----- Page excerpt -----

#World News

A president declared an emergency over rape. What happened next?


By Tyson Conteh & Tamasin Ford

Sierra Leone’s President Julius Maada Bio took the bold step of declaring a national emergency over rape and sexual violence in 2019. Five years on, BBC Africa Eye explores whether survivors of attacks are getting justice.

Warning: This article contains details some readers may find upsetting.

In the city of Makeni, a three-hour drive east of Sierra Leone’s capital, Freetown, a young mother sits outside her home with her three-year-old daughter.

Anita, which is not her real name, describes the day in June 2023 when she found her toddler with blood dripping from her nappy.

“I worked for this woman, and she gave me an errand that Saturday morning to go to the market,” she says, explaining that she then left her child with her employer and her 22-year-old son.

“He took my child, he said, to buy sweets and biscuits for her. It was a lie.”

When she got back, she realised her daughter was missing. After searching for her for some time, they were reunited but the 22-year-old mother could see that the toddler was bleeding. She took her to the hospital and after two rounds of stitches, it was confirmed she had been raped.

“The nurses began checking the child, and they said: ‘Oh my God, what has this man done to this child?’ The doctor who was treating my child even cried.”

----- Extracted data -----

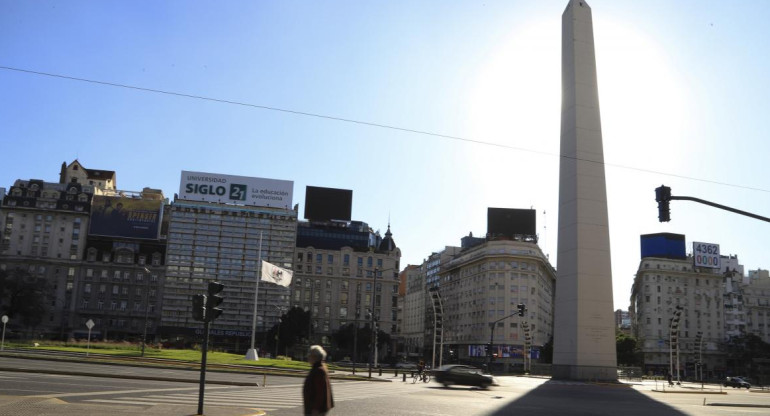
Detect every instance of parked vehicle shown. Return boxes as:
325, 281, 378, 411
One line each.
724, 377, 751, 389
432, 364, 498, 389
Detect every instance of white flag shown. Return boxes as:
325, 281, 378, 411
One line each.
262, 260, 292, 287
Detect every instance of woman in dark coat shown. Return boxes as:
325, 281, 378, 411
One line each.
302, 345, 334, 416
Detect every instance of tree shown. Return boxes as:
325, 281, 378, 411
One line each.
267, 307, 310, 353
0, 269, 46, 327
540, 336, 553, 364
615, 331, 641, 366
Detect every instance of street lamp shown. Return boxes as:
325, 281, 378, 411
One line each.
275, 318, 283, 359
487, 305, 523, 373
142, 267, 151, 357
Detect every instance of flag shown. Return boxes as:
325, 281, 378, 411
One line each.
261, 260, 292, 287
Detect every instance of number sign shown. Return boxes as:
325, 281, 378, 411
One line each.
692, 242, 722, 269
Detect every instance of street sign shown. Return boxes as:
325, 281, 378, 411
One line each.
0, 315, 8, 351
86, 319, 94, 357
692, 241, 722, 269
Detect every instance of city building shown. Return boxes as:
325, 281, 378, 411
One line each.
438, 238, 556, 371
398, 265, 428, 360
743, 269, 770, 343
0, 179, 94, 339
74, 188, 168, 342
290, 220, 401, 356
159, 171, 297, 351
629, 233, 737, 379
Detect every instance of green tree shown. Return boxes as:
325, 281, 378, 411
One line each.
267, 307, 310, 354
615, 332, 641, 366
0, 269, 47, 327
540, 336, 553, 364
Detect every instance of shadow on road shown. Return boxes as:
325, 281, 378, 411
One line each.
488, 381, 685, 416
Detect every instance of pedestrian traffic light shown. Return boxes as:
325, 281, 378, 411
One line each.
193, 295, 206, 322
204, 282, 225, 322
655, 185, 671, 222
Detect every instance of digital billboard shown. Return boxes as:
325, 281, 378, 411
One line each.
305, 186, 353, 221
639, 233, 687, 259
179, 171, 294, 209
692, 241, 722, 269
89, 195, 163, 240
487, 208, 537, 238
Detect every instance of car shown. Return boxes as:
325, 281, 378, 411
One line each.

-----

* Assigned task: Edit the passage of the article on Sierra Leone's rape emergency between "A president declared" and "her three-year-old daughter.", inclusive, so that "national emergency" becomes "state of emergency", and give the result. These records have nothing to do with the article on Sierra Leone's rape emergency.

* Output:
A president declared an emergency over rape. What happened next?


By Tyson Conteh & Tamasin Ford

Sierra Leone’s President Julius Maada Bio took the bold step of declaring a state of emergency over rape and sexual violence in 2019. Five years on, BBC Africa Eye explores whether survivors of attacks are getting justice.

Warning: This article contains details some readers may find upsetting.

In the city of Makeni, a three-hour drive east of Sierra Leone’s capital, Freetown, a young mother sits outside her home with her three-year-old daughter.